>> Start Text shown
South Africa


Who should pay Nkoana-Mashabane’s legal fees in District Six court case?

Who should pay Nkoana-Mashabane’s legal fees in District Six court case?
Houses being built in District Six in Cape Town, 11 February 2010. (Photo: Leila Dougan)

Should the Department of Women, Youth and Persons with Disabilities pay for its minister, Maite Nkoana-Mashabane’s legal fees in her contempt of court case in the ongoing District Six saga? 

Maite Nkoana-Mashabane, the minister of women, youth and people with disabilities, has applied for leave to appeal a Land Claims Court ruling handed down in April 2019, where she was held in contempt of court for failure to provide restitution in the form of land for District Six land claimants. 

The Western Cape High Court on Thursday 5 March heard that Nkoana-Mashabane’s representatives want to appeal a ruling by Acting Judge Tembeka Ngcukaitobi that stated, “Minister Mashabane is directed to pay the costs of the proceedings on 17 April 2019, including preparation and appearance, in her own personal capacity, on an attorney and own client scale, such costs to include the costs of senior and junior counsel.”

Read in Daily Maverick: District Six: Minister failed land claimants, court finds.

On Thursday, clarity was needed on who actually filed the leave to appeal. In court papers seen by Daily Maverick, the applicant is listed as “Minister of Agriculture, Land Reform and Rural Development”.
>> End Text shown
*Task 1*.
Answer these about the District Six article, each on its own line:
(a) Which court heard the matter on Thursday 5 March?
(b) Which acting judge made the ruling that Nkoana-Mashabane's representatives want to appeal?
(c) Who is listed as the applicant in the court papers seen by Daily Maverick?
*Task 2*. How would you restate, in one shorter sentence, the District Six article's paragraph that begins "Maite Nkoana-Mashabane, the minister of women, youth and people with disabilities"?
*Task 3*. Carry on the District Six legal fees article past its final sentence.
>> Start Dataset records
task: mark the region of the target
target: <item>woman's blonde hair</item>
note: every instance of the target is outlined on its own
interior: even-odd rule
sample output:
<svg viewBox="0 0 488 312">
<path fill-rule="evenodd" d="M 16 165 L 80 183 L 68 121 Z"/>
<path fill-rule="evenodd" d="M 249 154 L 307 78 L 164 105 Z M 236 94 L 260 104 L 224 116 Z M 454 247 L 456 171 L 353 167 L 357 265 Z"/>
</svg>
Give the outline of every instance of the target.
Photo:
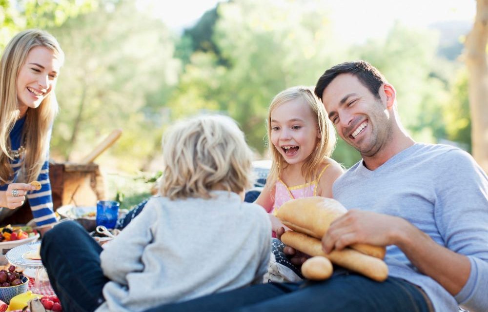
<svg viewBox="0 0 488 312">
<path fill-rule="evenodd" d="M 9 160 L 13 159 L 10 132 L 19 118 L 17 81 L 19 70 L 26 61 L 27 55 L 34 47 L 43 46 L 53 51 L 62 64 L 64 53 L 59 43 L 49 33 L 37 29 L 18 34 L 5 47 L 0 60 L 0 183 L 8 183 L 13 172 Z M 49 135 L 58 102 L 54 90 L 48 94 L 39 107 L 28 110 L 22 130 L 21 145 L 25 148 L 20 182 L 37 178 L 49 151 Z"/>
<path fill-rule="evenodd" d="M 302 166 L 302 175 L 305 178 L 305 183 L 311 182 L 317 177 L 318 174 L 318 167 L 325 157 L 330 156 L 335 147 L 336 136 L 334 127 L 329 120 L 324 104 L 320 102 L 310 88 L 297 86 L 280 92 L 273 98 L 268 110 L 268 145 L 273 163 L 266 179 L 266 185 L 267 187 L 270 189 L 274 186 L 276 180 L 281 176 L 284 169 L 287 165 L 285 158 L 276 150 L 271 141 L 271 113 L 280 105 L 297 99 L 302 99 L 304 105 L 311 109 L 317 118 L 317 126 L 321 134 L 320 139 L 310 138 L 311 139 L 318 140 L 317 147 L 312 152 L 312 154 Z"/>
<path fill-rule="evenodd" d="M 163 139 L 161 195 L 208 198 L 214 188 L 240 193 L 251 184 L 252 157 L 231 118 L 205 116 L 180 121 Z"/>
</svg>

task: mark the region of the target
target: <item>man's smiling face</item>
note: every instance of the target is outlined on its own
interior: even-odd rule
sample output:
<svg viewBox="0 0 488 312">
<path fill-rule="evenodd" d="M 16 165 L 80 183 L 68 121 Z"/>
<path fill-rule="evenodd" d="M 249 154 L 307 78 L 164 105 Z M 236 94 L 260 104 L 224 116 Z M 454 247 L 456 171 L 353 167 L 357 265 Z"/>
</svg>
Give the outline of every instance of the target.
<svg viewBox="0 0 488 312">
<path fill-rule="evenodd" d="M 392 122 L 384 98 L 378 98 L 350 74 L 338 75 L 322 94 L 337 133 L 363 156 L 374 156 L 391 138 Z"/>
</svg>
>> End Dataset records
>> Start Dataset records
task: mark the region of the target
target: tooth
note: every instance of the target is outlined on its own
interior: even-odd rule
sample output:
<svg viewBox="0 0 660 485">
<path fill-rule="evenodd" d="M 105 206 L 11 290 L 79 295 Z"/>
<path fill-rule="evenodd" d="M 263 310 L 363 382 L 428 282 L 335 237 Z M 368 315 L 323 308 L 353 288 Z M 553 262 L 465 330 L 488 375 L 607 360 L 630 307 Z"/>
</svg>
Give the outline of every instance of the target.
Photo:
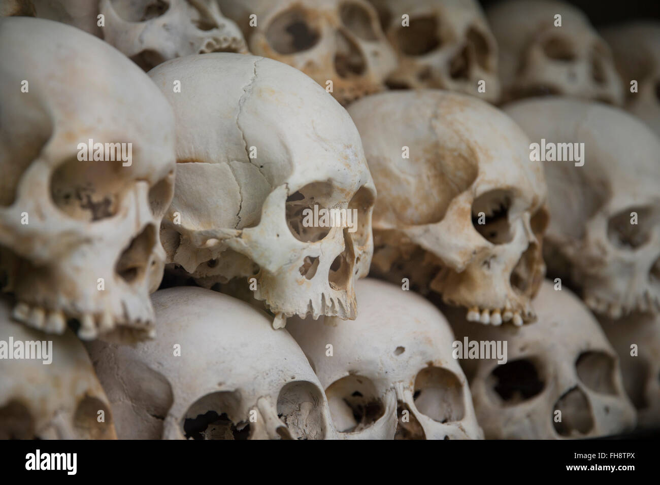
>> End Dataset records
*Final answer 1*.
(a) The Western Cape High Court
(b) Tembeka Ngcukaitobi
(c) The "Minister of Agriculture, Land Reform and Rural Development"

*Final answer 2*. Maite Nkoana-Mashabane, minister of women, youth and people with disabilities, has applied for leave to appeal an April 2019 Land Claims Court ruling that held her in contempt for not providing land as restitution to District Six land claimants.

*Final answer 3*.
Nkoana-Mashabane held the position of minister of rural development and land reform, but after the 2019 national and provincial elections she was shifted to head the Department of Women, Youth and People with Disabilities. Thoko Didiza was then appointed minister of the new Department of Agriculture, Land Reform and Rural Development. 

But Acting Judge Ngcukaitobi asked that there be clarity on who is actually asking for leave to appeal this order. 

“Why is Minister Didiza appealing an order that has nothing to do with her?” asked Ngcukaitobi in court. 

In his April 2019 ruling, he found Nkoana-Mashabane in contempt of court for her department, which had not complied with a court ruling in November 2018 for a plan to have former residents of District Six resettled into the area from which they had been forcibly removed. Under the Group Areas Act, those deemed black and coloured were forced out of the multiracial and multi-ethnic District Six and into racially segregated areas on the Cape Flats such as Langa, Mitchells Plain, Hanover Park and Manenberg.

In 2018, the District Six Working Committee approached the Land Claims Court wanting the state, through the department, to admit it had failed former residents who want to be restituted into the area. 

In November, Judge Jody Kollapen instructed the department to provide the court with plans every three months on the redevelopment of the area. The department failed the first time to deliver these mandated plans, and Nkoana-Mashabane failed to appear in court; following her appearance in May, Ngcukaitobi ruled that she was in contempt of court. 

On Thursday, Ngcukaitobi also questioned why Nkoana-Mashabane wanted to appeal the costs aspect of the court ruling. Nkoana-Mashabane’s representative, advocate Helen Ngomane, asked why the minister should pay the costs of the day, considering that her client had appeared in court and that this would be “destroying the financials of the minister”.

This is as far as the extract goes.